__Page excerpt__.
^^^^^^^^^^^^^^^^

As New York’s Sanhedrin–the pious all-knowing Jewish Establishment–shouted recriminations and anathematizations at John Adams’ Death of Klinghoffer outside the Metropolitan Opera about two years ago, I firmly expected that the American Medical Association and AARP would rage, rage against the rising of the light (the cigarette light in this case)–outside Carnegie Hall last night.

The Secret of Susannah was not only an homage to (what we now know as) the Coffin Nail, the Cancer Stick, but in one beautiful Puccini-style aria, our eponymous heroine sings of “the gossamer mist rising in azure rings and circling into nothingness...”

And to end this comic opera with the two singers lighting up and congratulating themselves on both enjoying their tobacco. Well... that is hardly educational for our children and grandchildren.

This aside, The Secret of Susannah by the German/Venetian master Ermanno Wolf-Ferrari was a delicious jewel, unearthed, of course, by Leon Botstein. Amongst his manifold merits, Mr. Botstein is one of the great musical archeologists of New York, digging up shards of music which nobody else would touch. And while this is not always successful, last night’s 45-minute “intermezzo” achieved a real memorability.

Part is the music itself, for in the age of Mascagni, Leoncavallo and Puccini, composer Wolf-Ferrari could hold his own. Only two singers in the entire opera, but their various arias were melodious, dramatic and memorable. Yes, they clung fiercely to the zeitgeist of the fin de siècle (written around 1908), coming very close to Puccini originality. But they had a transparent touch as well.

Then there was the libretto–which I saw as a parody of operatic melodrama of the time. The story was simplicity itself. A husband believes his wife his cheating on him because he smells cigarette smoke in their apartment. She believes he is angry because of the cigarette itself. It was Abbott-and-Costello confusion–but with all the faux drama of Puccini. In fact, during an interrogation, I was reminded of the tragic inquisition of husband and wife of Puccini’s Il tabarro (instead of Il Tobacco!). It all ends happily enough.

Third were the performers. Michael Kelly’s picture is on top only in homage to St. Patrick’s Day. But his growling, melodramatic pushing and shoving and his love duets were exciting and sync with the times.

J. Borg (© Courtesy of the Artist)

Yet Julianne Borg, starting with a light strained voice, quickly gained composure, and her “smoking aria” had an import worthy of heavier operas.

Mr. Botstein is working with his The Orchestra Now, a corny name for the initials TON), his newest creation. They are a large group, they were perhaps rough around the edges for some of the opera, but the Wolf-Ferrari orchestration kept them floating.

^^^^^^^^^^^^^^^^

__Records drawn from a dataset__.
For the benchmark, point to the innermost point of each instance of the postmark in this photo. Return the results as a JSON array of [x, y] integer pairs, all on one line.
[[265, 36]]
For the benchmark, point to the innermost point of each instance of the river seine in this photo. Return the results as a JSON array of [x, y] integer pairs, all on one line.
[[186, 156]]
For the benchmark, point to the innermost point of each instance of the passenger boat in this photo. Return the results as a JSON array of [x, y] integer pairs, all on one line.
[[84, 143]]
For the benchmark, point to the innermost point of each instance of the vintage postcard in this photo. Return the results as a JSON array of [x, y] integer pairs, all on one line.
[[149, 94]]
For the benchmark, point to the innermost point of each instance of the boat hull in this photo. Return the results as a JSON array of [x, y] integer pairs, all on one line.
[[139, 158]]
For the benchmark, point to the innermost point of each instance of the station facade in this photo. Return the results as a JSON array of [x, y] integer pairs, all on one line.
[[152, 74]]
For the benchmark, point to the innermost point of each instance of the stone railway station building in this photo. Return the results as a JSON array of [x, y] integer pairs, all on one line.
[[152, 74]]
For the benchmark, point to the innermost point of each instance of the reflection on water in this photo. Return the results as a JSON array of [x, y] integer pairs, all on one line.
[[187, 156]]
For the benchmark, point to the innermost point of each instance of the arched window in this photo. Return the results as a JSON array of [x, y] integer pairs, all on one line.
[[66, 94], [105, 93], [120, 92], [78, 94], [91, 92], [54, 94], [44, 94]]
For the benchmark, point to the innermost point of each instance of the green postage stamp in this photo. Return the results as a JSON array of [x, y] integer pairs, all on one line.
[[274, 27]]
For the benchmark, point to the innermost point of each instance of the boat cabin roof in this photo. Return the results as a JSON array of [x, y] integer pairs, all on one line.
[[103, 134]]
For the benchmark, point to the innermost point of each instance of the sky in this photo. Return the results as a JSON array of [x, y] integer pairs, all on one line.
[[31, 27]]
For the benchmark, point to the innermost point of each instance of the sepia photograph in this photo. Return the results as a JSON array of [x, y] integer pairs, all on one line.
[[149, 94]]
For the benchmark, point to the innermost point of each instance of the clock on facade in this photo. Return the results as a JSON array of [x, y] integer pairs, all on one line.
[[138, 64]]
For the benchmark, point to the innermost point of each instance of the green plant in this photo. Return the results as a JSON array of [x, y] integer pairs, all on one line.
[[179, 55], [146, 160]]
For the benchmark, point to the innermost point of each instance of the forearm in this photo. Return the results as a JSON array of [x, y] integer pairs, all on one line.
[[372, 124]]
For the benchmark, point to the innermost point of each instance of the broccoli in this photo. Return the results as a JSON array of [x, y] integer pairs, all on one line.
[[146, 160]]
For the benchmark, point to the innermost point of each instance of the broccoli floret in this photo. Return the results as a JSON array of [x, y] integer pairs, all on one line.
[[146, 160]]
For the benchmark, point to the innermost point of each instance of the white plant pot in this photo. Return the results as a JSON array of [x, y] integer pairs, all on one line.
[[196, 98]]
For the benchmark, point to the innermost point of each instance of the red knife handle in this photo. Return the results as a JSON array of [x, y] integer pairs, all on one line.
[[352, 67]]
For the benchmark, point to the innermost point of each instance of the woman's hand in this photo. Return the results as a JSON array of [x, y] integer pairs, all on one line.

^^^^^^^^^^^^^^^^

__Task instructions__.
1 – Reproduce the part of the concert review starting at "J. Borg (© Courtesy" and ending at "kept them floating.".
2 – Using the concert review, decide whether each statement agrees with it: (a) The Secret of Susannah lasted about 45 minutes. (b) The opera has three singers. (c) The husband suspects his wife of cheating because he smells cigarette smoke in their apartment. Answer yes or no for each, and quote the words from the review that decide it.
3 – Write what comes next in the concert review of The Secret of Susannah, picking up after its final sentence.

__Outputs in order__.
1 –
J. Borg (© Courtesy of the Artist)

Yet Julianne Borg, starting with a light strained voice, quickly gained composure, and her “smoking aria” had an import worthy of heavier operas.

Mr. Botstein is working with his The Orchestra Now, a corny name for the initials TON), his newest creation. They are a large group, they were perhaps rough around the edges for some of the opera, but the Wolf-Ferrari orchestration kept them floating.

2 –
(a) Yes: "last night’s 45-minute “intermezzo” achieved a real memorability."
(b) No: "Only two singers in the entire opera"
(c) Yes: "A husband believes his wife his cheating on him because he smells cigarette smoke in their apartment."

3 –
The first half was devoted to a pair of other rarely-played works by another turn-of-the-century composer, Ottorino Respighi. True, his Church Windows was played by Charles Dutoit with the New York Phil some years ago, yet the TON group played this equally beautifully. And if I remember, the opening “Flight into Egypt” had last night a more exciting patina than the lugubrious Dutoit performance.

This, though, was customary Respighi. One either goes for the color and crescendos and over-vivid orchestration, or one is turned off. After all, Respighi achieved his painting through mentor Nicolai Rimsky-Korsakov, and the flute/clarinet solos in “St. Michael the Archangel” came directly from Scheherazade. I happen to love this stuff, just like I love the kitschiest orchestrations of Bach.

One sometimes needs the birthday-cake sprinkles on more solemn music.

And while Rossini opera is hardly solemn, Respighi, in the opening Rossiniana took a quartet of piano pieces from Rossini’s old age. In fact, unlike his Boutique fantasque, they are dark (though hardly Cimmerian) and sometimes almost meditative.

The playing by the whole TON ensemble and the various solos was top-rate, a fine opening for an always effulgent evening. Although three of the players gave their personal introductions to each work, I did miss the Botstein megillah on the music. We have other excellent music annotators, but Leon Botstein is the only one who puts music into the context of history, ideas, personalities and even the political events of the time.

That omission was slight, though. He had chosen music last night which hardly exhausted the brain-cells, but well energized the senses.